Exercise prompt » Please translate this sentence from the takraw ball claims into Spanish: "A takraw ball as claimed in claim 12, wherein the springier backing is mechanically keyed to the softer layer."

7. A takraw ball as claimed in claim 5 or claim 6, wherein the ball has a
weight of between 100 and 250 gm., a circumference of between 380 and 460
cm. and a first rebound of between 100 and 150 cm. when dropped in free
fall from a height of 330 cm.
8. A takraw ball as claimed in claim 5 or claim 6, wherein the softer
material includes rubber, elastomer, thermoplastics elastomer,
polyurethane or silicon rubber.
9. A takraw ball as claimed in claim 5 or claim 6, wherein the springier
material includes spring metal, nylon fibre, glass fibre, carbon fibre,
engineering plastics or a polyolefin blend.
10. A takraw ball as claimed in claim 1, wherein the softer component part
is discontinuous, being limited to only those areas of the composite strip
which, when woven, will constitute the exposed outer surface of the ball.
11. A takraw ball as claimed in claim 10, wherein the softer component part
is a layer and the springier part is a backing for the layer.
12. A takraw ball as claimed in claim 11, wherein the softer layer is
moulded to the springier backing.
13. A takraw ball as claimed in claim 12, wherein the springier backing is
mechanically keyed to the softer layer.
14. A takraw ball as claimed in claim 12 or claim 13, wherein the ball has
a weight of between 100 and 250 gm., a circumference of between 380 and
460 cm. and a first rebound of between 100 and 150 cm. when dropped in
free fall from a height of 330 cm.
15. A takraw ball as claimed in claim 12 or claim 13, wherein the softer
material includes rubber, elastomer, thermoplastics elastomer,
polyurethane or silicon rubber.
16. A takraw ball as claimed in claim 12 or claim 13, wherein the springier
material includes spring metal, nylon fibre, glass fibre, carbon fibre,
engineering plastics or a polyolefin blend.
17. A takraw ball as claimed in claim 1, wherein the softer component part
is a body of softer material and the springier component part comprises
one or more cores of springier material embedded in the softer body.
18. A takraw ball as claimed in claim 17, wherein the softer body is
moulded about the or all the springier cores.
19. A takraw ball as claimed in claim 18, wherein the softer body material
and the springier core material are compatible such that they will bond to
one another as the result of the moulding process.
20. A takraw ball as claimed in claim 17, wherein the or each springier
core is mechanically retained by the softer body.
21. A takraw ball as claimed in any of claims 18, 19 or 20, wherein the
ball has a weight of between 100 and 250 gm., a circumference of between
380 and 460 cm. and a first rebound of between 100 and 150 cm. when
dropped in free fall from a height of 330 cm.

Records contained in a dataset:
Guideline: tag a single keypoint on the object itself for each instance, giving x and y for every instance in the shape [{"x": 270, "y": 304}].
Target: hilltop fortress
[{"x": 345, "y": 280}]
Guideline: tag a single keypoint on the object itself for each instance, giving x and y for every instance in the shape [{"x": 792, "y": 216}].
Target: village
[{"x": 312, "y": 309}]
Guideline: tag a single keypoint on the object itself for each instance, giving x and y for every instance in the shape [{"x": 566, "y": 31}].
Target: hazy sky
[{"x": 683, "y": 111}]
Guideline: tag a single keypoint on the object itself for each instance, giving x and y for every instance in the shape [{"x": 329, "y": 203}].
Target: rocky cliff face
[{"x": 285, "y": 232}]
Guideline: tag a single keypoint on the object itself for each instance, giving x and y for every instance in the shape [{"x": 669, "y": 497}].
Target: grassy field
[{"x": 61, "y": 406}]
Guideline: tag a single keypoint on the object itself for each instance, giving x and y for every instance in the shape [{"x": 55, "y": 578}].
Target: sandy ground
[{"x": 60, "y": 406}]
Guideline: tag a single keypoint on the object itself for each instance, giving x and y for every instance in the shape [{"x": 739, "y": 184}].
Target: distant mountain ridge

Expected answer » Una pelota de takraw según la reivindicación 12, en la que el soporte más elástico está trabado mecánicamente con la capa más blanda.